** GIVEN TEXT **
- - - - - - -
River Research & the Boat that Makes a Difference

Lagrangian Houseboat

The Original Houseboat

There are two different ways to measure and assess water quality in river systems: one way is to measure continuously from fixed locations along a river, and the other is to measure continuously from a location that moves downstream with the river current. Through generous contributions from public and private partners, Phinizy Center has been measuring water quality since 2006 from 9 locations along the Savannah River, starting seven miles below Thurmond Dam (River Mile 214) to the I-95 bridge (River Mile 27) (see Continuous River Monitoring). In 2012, we began measuring water quality using the “river current” perspective by equipping a 30-foot houseboat with scientific instrumentation and floating, at river speed (about 3 feet per second), for over 145 river miles, which took about 5 days. That river expedition allowed us to capture very important data related to how quickly bacteria in the river process wastewater from Augusta to a few river miles above Savannah. The boat we used to do that important research was rather old, but it allowed us to do this important work, once!
- - - - - - -
** WHAT YOU NEED TO DO **
Answer these questions from the river research text:
1. Since what year has Phinizy Center measured water quality from fixed locations along the Savannah River?
2. How long was the houseboat that was fitted with scientific instruments?
3. About how many days did the float of over 145 river miles take?
Rely only on the river research text for your answers.

** DATA UNDER STUDY **
- - - - - - -
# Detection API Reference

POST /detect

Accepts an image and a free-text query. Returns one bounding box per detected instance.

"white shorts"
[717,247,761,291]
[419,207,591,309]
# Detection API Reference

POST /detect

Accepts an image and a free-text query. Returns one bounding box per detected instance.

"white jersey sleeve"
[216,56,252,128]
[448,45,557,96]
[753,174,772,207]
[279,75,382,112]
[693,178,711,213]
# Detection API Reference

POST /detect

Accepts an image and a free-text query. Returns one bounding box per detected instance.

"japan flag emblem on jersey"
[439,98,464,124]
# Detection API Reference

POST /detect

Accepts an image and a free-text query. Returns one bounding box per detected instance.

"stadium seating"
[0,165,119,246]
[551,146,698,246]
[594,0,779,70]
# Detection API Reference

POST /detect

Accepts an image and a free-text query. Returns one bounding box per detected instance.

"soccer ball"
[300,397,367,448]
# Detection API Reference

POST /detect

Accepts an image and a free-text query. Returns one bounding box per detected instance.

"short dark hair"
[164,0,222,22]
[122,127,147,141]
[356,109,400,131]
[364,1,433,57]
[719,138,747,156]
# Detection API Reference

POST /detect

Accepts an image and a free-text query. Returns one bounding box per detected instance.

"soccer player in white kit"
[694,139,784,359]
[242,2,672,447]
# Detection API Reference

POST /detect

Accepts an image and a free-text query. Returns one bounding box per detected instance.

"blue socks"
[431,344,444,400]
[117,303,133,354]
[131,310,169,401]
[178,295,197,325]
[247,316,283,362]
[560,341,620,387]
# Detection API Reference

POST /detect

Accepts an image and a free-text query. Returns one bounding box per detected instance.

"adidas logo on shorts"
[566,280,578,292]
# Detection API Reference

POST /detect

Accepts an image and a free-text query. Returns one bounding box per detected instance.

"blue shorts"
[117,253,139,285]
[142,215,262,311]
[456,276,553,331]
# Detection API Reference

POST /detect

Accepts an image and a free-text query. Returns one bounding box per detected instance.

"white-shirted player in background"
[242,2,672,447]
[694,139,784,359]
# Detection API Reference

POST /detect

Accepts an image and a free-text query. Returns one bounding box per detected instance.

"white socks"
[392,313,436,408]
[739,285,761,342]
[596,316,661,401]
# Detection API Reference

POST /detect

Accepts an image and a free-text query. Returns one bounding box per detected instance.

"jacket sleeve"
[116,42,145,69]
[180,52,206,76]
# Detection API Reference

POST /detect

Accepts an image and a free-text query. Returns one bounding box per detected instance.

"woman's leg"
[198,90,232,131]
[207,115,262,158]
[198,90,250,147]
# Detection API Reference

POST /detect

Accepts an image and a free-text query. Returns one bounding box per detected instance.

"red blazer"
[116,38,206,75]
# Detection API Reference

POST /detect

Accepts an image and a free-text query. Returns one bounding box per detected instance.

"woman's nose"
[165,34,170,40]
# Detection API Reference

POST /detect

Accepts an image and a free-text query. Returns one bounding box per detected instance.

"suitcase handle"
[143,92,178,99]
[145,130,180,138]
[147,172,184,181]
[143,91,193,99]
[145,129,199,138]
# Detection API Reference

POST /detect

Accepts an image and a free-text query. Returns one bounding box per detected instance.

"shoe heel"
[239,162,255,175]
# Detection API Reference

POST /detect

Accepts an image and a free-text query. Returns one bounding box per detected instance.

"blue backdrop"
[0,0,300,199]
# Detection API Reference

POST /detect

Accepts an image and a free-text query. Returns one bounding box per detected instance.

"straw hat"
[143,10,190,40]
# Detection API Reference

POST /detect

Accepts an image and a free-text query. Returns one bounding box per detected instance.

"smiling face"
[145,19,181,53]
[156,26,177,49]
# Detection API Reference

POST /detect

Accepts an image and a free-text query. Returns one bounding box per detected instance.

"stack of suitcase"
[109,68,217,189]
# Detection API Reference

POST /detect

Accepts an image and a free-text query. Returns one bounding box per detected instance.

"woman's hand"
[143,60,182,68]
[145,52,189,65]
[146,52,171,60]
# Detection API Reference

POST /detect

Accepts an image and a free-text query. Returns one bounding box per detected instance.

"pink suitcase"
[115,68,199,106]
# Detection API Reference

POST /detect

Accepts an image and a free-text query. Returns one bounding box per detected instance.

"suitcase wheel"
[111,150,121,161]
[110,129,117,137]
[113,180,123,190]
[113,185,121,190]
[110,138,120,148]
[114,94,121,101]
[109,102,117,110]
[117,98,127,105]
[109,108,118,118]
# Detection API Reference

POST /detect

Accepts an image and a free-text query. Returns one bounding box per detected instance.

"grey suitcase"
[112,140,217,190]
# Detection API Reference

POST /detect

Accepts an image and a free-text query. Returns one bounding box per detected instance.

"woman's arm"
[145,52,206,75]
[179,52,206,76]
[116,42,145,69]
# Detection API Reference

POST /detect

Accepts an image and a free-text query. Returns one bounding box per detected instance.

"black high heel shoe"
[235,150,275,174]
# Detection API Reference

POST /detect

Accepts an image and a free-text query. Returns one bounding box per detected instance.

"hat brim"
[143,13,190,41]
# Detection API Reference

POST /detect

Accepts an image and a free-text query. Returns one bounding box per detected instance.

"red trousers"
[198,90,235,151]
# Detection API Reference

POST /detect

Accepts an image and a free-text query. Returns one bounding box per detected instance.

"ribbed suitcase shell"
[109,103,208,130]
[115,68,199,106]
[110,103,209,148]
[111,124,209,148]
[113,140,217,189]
- - - - - - -
** TASK ANSWER **
1. 2006
2. 30 feet
3. About 5 days